# [STATED GOAL]
Reproduce word for word the part of the dynamical system analysis page starting at "number of values" and ending at "trajectories (paper quality)".

# [READING PASSAGE]
* * *
Dynamical system analysis

We first performed the numerical analysis of the Reduced Wong Wang model (Wong & Wang, 2006) using PyDSTool (Clewley et al., 2012). We use this to model a single frontostriatal circuit.

_images/single_frontostriatal_circuit.png — Illustration of the single frontostriatal circuit.

Script overview

The main part of the dynamical system analysis code is in OCD_modeling.analysis.rww_dst_analysis.py. The script can be run with the following options:

usage: python rww_dst_analysis.py [-h] [--create_model] [--compute_nullclines]
                                  [--compute_epc] [--save_model]
                                  [--run_stability_analysis]
                                  [--load_stability_analysis] [--plot_figs]
                                  [--plot_phasespace_grid]
                                  [--plot_bifurcation_diagrams] [--save_figs]
                                  [--save_outputs] [--timeout TIMEOUT]
                                  [--n_jobs N_JOBS] [--n_trajs N_TRAJS]
                                  [--n_op N_OP] [--load_sample_rww]
                                  [--plot_timeseries_phasespace_bif]

Named Arguments

--create_model

create symbolic model

--compute_nullclines

compute nullclines numerically

--compute_epc

compute equilibrium point curves numerically

--save_model

save symbolic model with its computed attributes

--run_stability_analysis

run stability analysis: find fixed points (semi-analytically) and perform linear stability analysis around them

--load_stability_analysis

load previously completed stability analysis

--plot_figs

plot figures

--plot_phasespace_grid

plot grid of phase spaces using discretized order parameters

--plot_bifurcation_diagrams

plot grid of bifurcation diagrams using discretized order parameters

--save_figs

save figures

--save_outputs

save analysis outputs

--timeout

timeout of the stability analysis (per parameter combination invoked)

Default: 3000

--n_jobs

number of processes used in parallelization

Default: 20

--n_trajs

number of trajectories (traces) to compute for phase space projections

Default: 10

--n_op

number of values taken for each order parameters

Default: 5

--load_sample_rww

load a sample of ReducedWongWang model object previously ran for illustration

--plot_timeseries_phasespace_bif

plot neat figure of timeseries, phase space and bifurcations with trajectories (paper quality)
* * *
# [SUPPLIED ENTRIES]

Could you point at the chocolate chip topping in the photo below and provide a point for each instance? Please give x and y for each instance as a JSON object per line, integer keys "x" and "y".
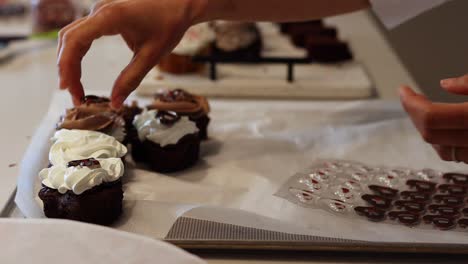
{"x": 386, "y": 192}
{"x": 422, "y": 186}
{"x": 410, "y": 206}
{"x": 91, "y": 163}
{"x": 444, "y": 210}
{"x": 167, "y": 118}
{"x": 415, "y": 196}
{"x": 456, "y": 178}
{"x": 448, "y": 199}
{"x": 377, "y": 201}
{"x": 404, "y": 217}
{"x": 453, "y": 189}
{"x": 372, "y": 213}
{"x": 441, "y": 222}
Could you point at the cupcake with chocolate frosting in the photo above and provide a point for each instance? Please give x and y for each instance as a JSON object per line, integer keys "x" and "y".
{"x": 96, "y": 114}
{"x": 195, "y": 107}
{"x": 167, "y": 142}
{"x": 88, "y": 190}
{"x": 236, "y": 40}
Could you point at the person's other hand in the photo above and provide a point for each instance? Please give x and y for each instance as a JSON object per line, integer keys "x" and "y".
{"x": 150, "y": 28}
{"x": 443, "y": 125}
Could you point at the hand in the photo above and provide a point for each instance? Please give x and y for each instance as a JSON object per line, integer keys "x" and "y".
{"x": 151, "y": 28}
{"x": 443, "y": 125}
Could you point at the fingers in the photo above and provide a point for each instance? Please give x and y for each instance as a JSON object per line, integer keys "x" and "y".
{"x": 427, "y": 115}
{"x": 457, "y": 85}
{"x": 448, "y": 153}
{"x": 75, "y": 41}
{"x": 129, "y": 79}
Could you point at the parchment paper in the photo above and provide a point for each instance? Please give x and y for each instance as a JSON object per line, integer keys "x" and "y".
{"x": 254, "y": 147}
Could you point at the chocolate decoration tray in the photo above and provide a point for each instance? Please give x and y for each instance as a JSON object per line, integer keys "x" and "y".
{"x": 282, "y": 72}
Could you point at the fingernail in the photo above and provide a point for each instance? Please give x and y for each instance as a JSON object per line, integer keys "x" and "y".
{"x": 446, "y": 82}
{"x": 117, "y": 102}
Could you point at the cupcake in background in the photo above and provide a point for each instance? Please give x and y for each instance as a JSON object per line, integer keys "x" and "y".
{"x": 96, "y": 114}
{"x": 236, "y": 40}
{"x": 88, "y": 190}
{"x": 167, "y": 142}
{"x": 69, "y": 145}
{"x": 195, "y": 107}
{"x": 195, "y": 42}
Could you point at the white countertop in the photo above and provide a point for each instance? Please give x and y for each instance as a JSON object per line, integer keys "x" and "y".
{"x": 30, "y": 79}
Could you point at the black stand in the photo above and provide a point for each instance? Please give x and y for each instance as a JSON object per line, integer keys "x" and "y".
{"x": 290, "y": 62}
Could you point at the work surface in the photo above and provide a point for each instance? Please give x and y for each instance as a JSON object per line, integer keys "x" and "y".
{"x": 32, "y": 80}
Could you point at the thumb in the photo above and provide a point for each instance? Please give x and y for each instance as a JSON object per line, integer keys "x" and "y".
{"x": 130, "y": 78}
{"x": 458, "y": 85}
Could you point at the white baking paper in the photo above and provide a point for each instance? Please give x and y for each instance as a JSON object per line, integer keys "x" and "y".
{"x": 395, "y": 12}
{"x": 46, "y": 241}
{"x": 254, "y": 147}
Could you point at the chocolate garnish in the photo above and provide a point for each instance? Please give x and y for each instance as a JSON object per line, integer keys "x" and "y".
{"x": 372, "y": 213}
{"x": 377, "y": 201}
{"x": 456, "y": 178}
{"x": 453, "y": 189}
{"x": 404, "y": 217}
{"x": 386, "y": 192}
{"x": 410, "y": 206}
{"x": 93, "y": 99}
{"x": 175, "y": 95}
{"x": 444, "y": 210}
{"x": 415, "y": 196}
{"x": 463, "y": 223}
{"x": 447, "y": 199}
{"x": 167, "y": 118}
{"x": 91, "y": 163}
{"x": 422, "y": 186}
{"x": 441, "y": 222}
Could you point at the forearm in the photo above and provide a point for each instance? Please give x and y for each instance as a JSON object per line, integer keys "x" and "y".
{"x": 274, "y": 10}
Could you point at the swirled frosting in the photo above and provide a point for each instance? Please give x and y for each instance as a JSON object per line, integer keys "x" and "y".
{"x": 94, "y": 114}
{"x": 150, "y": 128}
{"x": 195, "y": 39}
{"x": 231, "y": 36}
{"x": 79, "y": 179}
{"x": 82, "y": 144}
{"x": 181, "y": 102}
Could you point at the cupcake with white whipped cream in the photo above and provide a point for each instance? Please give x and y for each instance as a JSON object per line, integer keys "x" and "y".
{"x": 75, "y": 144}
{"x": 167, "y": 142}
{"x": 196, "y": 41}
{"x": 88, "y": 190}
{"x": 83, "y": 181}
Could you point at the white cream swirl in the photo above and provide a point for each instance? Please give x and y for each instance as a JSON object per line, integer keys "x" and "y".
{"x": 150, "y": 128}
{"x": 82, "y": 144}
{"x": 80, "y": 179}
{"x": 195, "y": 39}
* * *
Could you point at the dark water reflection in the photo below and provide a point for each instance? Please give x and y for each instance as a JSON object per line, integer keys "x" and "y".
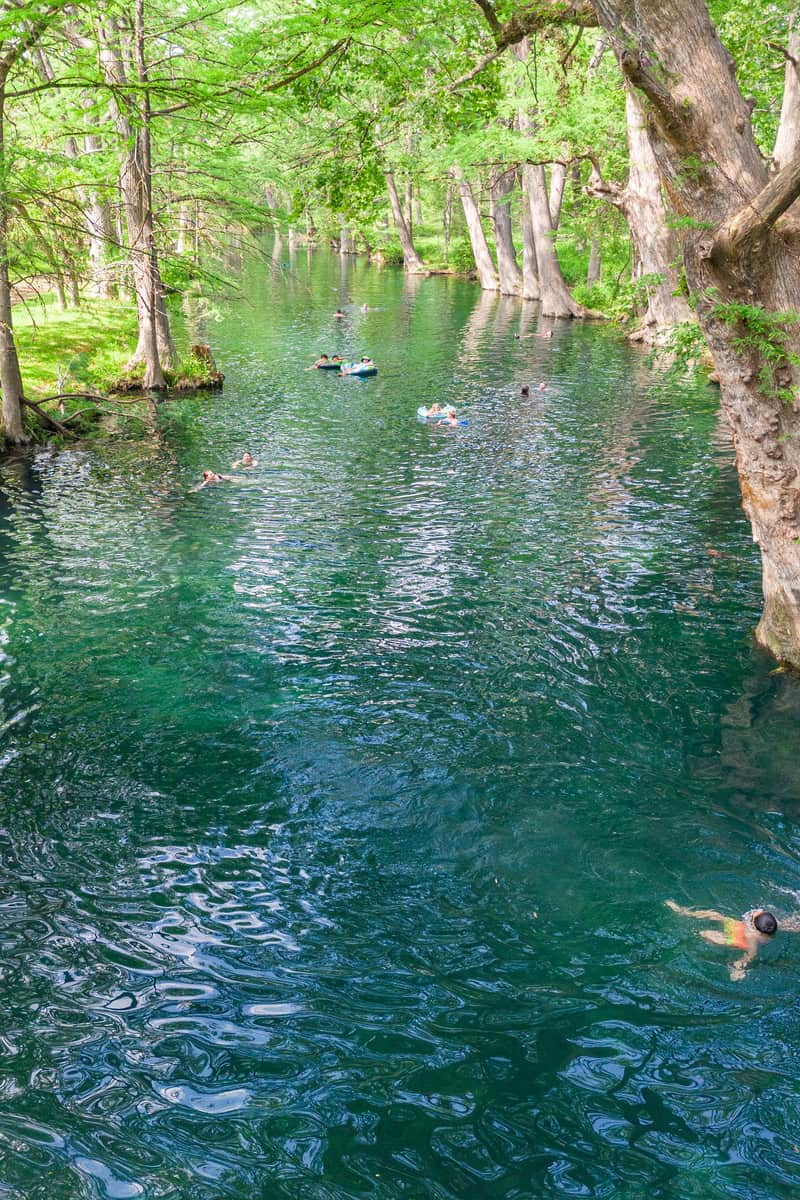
* * *
# [WRITTEN RESPONSE]
number of values taken for each order parameters

Default: 5

--load_sample_rww

load a sample of ReducedWongWang model object previously ran for illustration

--plot_timeseries_phasespace_bif

plot neat figure of timeseries, phase space and bifurcations with trajectories (paper quality)